Bürgerämter:Schlange stehen fürs Warten

Bürgerämter: In München gibt es im Bürgeramt Wartemarken, morgens. Dann sind sie vergriffen.

In München gibt es im Bürgeramt Wartemarken, morgens. Dann sind sie vergriffen.

(Foto: Robert Haas)
  • Stundenlang auf einen Termin warten - oder gar nicht erst einen bekommen: Je nach Stadt gibt es bei Wartezeiten und Bürgerfreundlichkeit in Ämtern große Unterschiede.
  • Ein Überblick aus München, Bonn, Berlin, Hamburg und Frankfurt.

AUFGABEN:
1. Übersetzen Sie den Satz „Stundenlang auf einen Termin warten - oder gar nicht erst einen bekommen: Je nach Stadt gibt es bei Wartezeiten und Bürgerfreundlichkeit in Ämtern große Unterschiede.“ aus dem Text über die Bürgerämter ins Englische.
2. Zu welcher Tageszeit gibt es laut dem Text über die Bürgerämter in München Wartemarken im Bürgeramt?
Das anschließende Material steht in keinem Zusammenhang mit dem Text.

ENTNOMMENES MATERIAL:
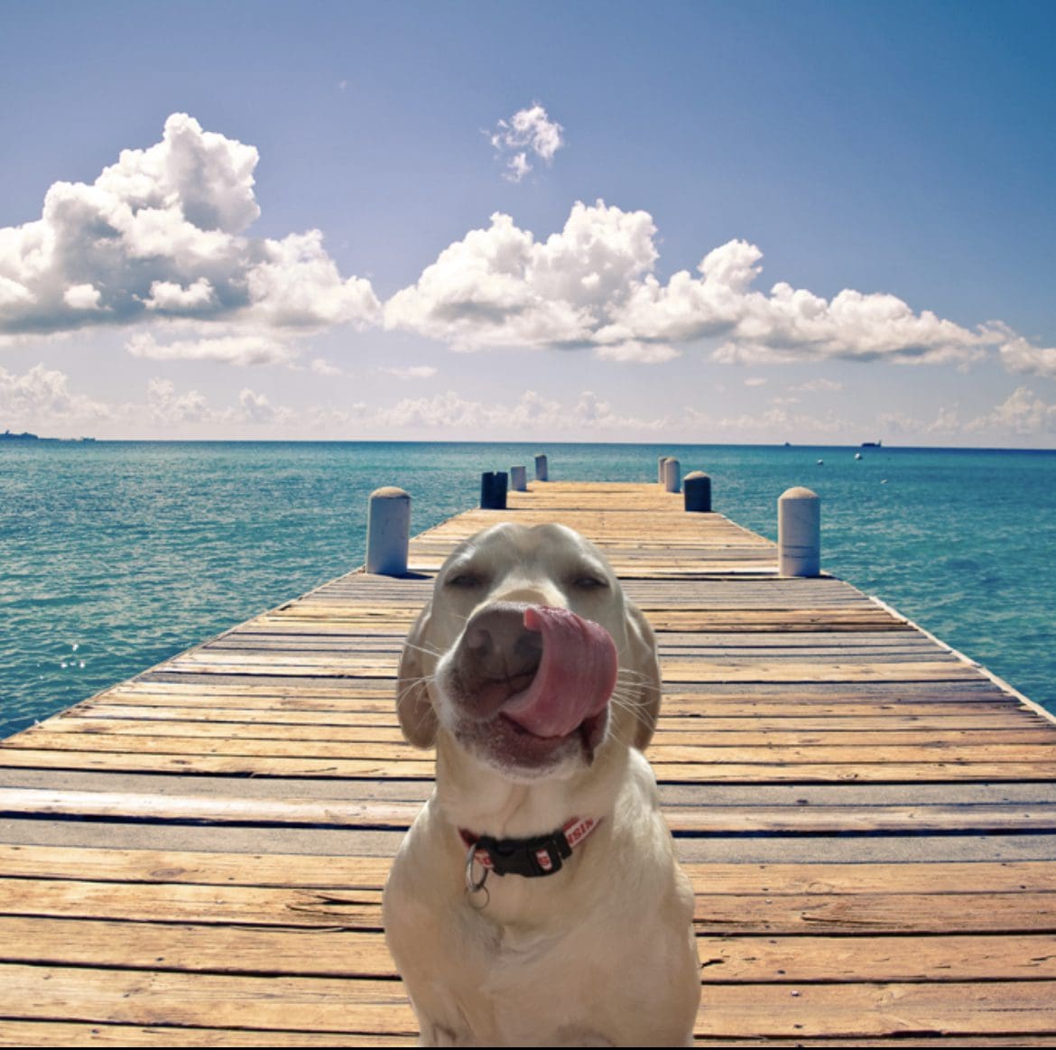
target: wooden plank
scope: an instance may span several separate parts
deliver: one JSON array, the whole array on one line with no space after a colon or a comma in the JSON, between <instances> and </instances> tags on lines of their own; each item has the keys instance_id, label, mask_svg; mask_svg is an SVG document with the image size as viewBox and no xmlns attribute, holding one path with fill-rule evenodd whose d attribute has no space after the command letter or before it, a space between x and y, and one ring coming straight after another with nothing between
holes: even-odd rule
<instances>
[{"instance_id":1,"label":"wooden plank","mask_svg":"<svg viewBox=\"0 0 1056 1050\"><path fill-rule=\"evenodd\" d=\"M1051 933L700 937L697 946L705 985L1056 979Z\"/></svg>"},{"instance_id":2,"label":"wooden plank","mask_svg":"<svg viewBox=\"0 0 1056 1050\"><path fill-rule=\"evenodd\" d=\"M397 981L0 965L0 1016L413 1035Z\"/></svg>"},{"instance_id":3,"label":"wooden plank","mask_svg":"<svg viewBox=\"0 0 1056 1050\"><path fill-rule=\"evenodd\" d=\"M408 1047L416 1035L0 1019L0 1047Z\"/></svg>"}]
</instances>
--
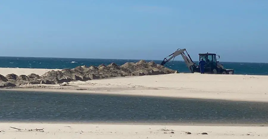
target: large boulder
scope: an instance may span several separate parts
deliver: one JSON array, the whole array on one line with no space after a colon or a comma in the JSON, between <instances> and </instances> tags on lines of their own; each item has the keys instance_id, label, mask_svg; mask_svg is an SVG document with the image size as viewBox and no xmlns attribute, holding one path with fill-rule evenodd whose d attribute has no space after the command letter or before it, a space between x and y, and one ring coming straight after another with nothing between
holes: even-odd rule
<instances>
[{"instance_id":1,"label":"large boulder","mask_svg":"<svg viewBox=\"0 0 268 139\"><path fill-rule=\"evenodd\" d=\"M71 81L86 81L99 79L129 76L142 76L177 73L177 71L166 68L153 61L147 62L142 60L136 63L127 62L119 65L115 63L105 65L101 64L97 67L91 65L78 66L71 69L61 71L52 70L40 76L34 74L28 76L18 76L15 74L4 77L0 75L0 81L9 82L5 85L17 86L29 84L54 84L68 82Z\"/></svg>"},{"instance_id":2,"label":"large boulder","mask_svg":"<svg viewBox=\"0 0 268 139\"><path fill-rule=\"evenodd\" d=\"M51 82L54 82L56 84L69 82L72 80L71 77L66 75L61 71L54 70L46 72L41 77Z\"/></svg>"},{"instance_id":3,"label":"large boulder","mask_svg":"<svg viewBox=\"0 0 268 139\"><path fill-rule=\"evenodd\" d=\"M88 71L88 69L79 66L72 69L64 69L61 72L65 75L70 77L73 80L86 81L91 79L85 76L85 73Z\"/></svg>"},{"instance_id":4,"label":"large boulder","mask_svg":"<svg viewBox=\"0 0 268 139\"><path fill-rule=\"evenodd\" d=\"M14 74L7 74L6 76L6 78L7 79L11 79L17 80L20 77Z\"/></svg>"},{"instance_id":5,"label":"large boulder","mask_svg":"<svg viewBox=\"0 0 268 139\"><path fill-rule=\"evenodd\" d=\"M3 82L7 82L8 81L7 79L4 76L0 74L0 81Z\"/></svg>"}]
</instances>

ANTWORTEN:
1. Waiting for hours for an appointment, or not even getting one at all: depending on the city, there are big differences in waiting times and citizen-friendliness at public offices.

2. Die Wartemarken gibt es morgens.